= Beginning of Section =

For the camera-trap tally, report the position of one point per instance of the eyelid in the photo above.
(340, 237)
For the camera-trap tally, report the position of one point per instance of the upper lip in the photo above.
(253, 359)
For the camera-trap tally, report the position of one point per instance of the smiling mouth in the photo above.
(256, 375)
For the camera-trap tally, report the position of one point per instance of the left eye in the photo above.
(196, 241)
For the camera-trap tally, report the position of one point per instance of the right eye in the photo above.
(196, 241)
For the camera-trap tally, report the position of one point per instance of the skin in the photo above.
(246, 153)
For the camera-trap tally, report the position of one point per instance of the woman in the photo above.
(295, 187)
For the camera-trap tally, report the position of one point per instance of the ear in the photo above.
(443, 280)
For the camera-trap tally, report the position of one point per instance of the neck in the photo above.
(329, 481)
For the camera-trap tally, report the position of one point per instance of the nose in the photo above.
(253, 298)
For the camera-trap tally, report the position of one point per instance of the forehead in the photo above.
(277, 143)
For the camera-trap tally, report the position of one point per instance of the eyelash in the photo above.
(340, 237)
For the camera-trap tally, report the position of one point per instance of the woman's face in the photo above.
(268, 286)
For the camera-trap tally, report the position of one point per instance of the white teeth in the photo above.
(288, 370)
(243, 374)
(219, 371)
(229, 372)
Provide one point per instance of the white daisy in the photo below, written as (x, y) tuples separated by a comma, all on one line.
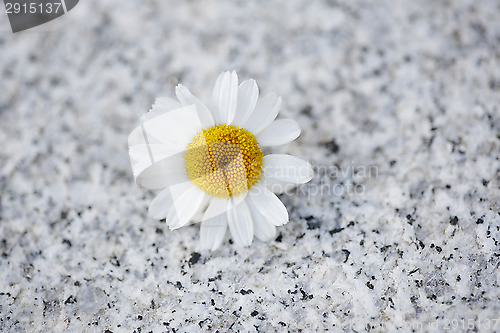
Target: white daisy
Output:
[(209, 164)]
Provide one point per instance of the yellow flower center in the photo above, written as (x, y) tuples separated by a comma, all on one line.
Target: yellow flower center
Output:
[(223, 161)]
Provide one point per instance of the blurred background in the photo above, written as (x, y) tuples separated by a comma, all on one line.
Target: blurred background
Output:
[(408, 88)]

= End of Section =
= Beginning of Section =

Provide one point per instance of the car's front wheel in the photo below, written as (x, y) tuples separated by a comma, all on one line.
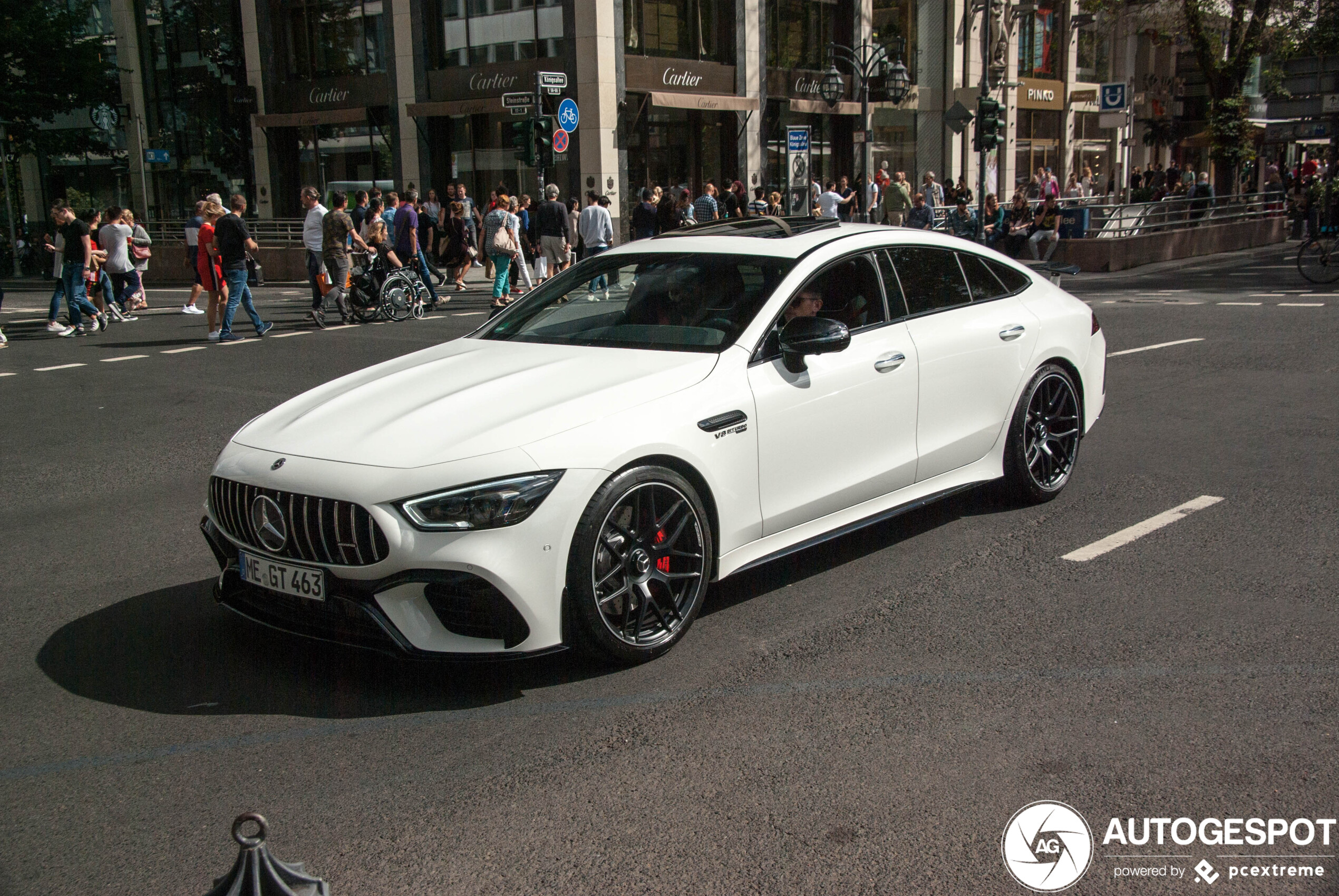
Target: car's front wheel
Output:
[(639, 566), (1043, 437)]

= End of Section =

• Aim of the exercise
Which lines above contain the word "center"? List them.

• Exercise answer
Provide one point per instance of the yellow flower center in the photo above, written as (x, y) tuples separated by a comma, all on one line.
Target: yellow flower center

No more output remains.